» 任务设置
• a. 根据文档摘录回答下列问题：
(i) 交叉验证中 StratifiedKFold 的 n_splits 设为多少？
(ii) 最终以投票方式聚合的是哪三种模型？
(iii) 投票模型最终得到的 auc 值是多少？
• b. 请输出文档摘录中的一段原文，起于含有“from sklearn.model_selection import cross_val_score”的词句，止于“auc, recall, accuracy))”。

» 文档摘录
------------------------------------------------
建模工作前的数据处理工作基本就是以上内容，还包括合并三个表、删除不相关字段、添加at_home字段，增加家乡字段信息，可能与是否违约相关。

算法建模

标准化

创建训练集及验证集，并对训练集做标准化处理：

from sklearn.preprocessing import StandardScaler

X_train = train_master_.drop(['target'], axis=1)
X_train = StandardScaler().fit_transform(X_train)
y_train = train_master_['target']
print(X_train.shape, y_train.shape)

得到训练集及验证集的大小：

1	(28074, 443) (28074,)

交叉验证

选择StratifiedKFoldS折交叉验证法，确保训练集中每一类的比例是相同的。

1
2
3

from sklearn.model_selection import StratifiedKFold

cv = StratifiedKFold(n_splits=3, shuffle=True)#分层采样

分类算法评估

AUC、精确度、召回率：

from sklearn.model_selection import cross_val_score

def estimate(estimator, name='estimator'):
    auc = cross_val_score(estimator, X_train, y_train, scoring='roc_auc', cv=cv).mean()
    accuracy = cross_val_score(estimator, X_train, y_train, scoring='accuracy', cv=cv).mean()
    recall = cross_val_score(estimator, X_train, y_train, scoring='recall', cv=cv).mean()

    print("{}: auc:{:f}, recall:{:f}, accuracy:{:f}".format(name, auc, recall, accuracy))

算法

评估以下分类算法：

线性分类器
LogisticRegression
广义线性分类器
RidgeClassifier
集成方法分类器
RandomForestClassifier、AdaBoostClassifier、XGBClassifier
支持向量机分类器
SVC、LinearSVC

通过评估方法选择分类效果较好的LogisticRegression、XGBClassifier、AdaBoostClassifier三种模型，最终通过投票的方式聚合三种模型。

from sklearn.ensemble import VotingClassifier

estimators = []
estimators.append(('LogisticRegression', LogisticRegression()))
estimators.append(('XGBClassifier', XGBClassifier(learning_rate=0.1, n_estimators=20, objective='binary:logistic')))
estimators.append(('AdaBoostClassifier', AdaBoostClassifier()))

voting = VotingClassifier(estimators = estimators, voting='soft')
estimate(voting, 'voting')

最终达到的效果：

1	voting: auc:0.800663, recall:0.001285, accuracy:0.944433
------------------------------------------------
数据集中的行
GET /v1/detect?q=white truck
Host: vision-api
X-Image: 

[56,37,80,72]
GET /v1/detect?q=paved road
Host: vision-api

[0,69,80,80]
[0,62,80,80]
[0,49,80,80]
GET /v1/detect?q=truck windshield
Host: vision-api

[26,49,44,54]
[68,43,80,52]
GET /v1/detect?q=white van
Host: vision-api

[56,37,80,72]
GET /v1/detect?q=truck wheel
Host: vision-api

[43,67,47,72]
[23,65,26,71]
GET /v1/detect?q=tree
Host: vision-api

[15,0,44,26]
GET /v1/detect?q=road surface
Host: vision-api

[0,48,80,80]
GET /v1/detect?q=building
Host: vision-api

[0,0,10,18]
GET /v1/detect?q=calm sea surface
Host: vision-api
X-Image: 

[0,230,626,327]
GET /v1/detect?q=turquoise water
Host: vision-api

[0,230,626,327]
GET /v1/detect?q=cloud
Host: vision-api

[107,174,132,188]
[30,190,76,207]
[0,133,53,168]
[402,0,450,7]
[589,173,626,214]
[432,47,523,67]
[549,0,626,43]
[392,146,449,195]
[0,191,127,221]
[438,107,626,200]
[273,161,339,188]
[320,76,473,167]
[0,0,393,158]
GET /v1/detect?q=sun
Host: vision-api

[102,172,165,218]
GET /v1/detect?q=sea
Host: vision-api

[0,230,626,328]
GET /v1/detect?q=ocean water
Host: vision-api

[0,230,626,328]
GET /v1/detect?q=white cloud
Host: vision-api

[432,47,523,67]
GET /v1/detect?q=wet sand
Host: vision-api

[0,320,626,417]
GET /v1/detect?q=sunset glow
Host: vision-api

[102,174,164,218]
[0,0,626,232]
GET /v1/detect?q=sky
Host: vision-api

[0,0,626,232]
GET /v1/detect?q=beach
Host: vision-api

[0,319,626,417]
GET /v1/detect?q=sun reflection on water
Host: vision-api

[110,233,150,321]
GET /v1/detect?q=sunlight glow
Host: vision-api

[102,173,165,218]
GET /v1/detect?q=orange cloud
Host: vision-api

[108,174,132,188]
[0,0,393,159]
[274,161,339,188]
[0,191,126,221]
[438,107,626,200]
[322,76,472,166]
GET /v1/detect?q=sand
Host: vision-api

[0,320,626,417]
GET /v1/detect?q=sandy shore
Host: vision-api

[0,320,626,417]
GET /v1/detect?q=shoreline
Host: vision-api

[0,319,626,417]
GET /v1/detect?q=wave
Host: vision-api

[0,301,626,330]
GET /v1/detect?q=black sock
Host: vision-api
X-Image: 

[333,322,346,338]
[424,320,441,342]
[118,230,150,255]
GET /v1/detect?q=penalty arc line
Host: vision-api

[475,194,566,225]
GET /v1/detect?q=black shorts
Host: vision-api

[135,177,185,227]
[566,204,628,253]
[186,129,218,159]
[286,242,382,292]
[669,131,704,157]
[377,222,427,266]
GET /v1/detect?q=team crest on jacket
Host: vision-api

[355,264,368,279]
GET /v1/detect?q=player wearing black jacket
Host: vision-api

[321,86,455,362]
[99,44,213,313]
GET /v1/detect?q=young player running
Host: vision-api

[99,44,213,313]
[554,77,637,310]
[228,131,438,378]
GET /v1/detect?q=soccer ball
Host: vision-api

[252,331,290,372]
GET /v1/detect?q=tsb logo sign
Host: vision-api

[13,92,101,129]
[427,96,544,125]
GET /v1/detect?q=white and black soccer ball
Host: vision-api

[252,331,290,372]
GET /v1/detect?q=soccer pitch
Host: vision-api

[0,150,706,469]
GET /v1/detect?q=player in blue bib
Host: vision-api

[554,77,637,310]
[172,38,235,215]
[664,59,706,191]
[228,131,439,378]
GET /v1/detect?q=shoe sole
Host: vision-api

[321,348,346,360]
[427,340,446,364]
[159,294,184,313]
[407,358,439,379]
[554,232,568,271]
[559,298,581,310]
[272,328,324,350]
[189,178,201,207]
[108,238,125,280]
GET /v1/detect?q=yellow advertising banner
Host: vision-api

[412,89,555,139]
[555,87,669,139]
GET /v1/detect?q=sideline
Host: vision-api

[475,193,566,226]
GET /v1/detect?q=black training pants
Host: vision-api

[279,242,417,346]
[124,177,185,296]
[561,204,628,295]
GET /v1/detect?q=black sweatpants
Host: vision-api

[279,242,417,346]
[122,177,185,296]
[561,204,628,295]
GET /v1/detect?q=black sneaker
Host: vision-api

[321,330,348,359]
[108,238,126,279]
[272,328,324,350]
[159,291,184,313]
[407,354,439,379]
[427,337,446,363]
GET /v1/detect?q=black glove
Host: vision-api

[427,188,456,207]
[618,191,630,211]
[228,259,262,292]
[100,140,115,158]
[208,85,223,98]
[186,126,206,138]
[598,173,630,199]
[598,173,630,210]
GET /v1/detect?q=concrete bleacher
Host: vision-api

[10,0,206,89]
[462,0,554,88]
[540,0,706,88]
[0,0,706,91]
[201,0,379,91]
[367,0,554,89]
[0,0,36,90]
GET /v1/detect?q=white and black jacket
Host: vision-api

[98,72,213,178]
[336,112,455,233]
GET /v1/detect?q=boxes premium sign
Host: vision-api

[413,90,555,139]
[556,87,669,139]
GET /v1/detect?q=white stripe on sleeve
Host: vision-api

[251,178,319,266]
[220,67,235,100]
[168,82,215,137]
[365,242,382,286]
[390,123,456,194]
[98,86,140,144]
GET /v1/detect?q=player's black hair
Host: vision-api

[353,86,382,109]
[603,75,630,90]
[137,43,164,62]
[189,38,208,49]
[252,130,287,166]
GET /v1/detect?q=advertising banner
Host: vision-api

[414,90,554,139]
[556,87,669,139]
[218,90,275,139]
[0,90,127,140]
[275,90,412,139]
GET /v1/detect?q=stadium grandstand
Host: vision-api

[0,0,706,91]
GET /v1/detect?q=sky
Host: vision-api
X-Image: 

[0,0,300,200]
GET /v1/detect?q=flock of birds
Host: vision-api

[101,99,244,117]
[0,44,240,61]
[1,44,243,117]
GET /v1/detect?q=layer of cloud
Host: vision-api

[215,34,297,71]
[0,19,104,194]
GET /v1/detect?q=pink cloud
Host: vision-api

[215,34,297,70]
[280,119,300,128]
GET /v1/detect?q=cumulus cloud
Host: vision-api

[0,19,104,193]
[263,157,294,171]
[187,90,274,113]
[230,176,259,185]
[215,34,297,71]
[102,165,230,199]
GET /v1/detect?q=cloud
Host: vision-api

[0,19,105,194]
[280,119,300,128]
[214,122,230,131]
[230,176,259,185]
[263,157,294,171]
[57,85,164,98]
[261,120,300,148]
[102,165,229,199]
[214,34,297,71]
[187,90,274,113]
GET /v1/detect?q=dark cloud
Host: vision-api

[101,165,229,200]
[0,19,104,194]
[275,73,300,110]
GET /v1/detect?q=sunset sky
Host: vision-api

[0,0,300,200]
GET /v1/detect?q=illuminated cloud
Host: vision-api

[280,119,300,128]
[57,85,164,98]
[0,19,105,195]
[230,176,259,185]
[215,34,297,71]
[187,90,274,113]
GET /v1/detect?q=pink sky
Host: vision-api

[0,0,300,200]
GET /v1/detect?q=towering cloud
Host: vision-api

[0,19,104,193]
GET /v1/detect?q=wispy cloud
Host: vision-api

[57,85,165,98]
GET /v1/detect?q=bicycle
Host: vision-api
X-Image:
------------------------------------------------
» 参考答案
• a.
(i) 3
(ii) LogisticRegression、XGBClassifier、AdaBoostClassifier
(iii) 0.800663

• b.
from sklearn.model_selection import cross_val_score

def estimate(estimator, name='estimator'):
    auc = cross_val_score(estimator, X_train, y_train, scoring='roc_auc', cv=cv).mean()
    accuracy = cross_val_score(estimator, X_train, y_train, scoring='accuracy', cv=cv).mean()
    recall = cross_val_score(estimator, X_train, y_train, scoring='recall', cv=cv).mean()

    print("{}: auc:{:f}, recall:{:f}, accuracy:{:f}".format(name, auc, recall, accuracy))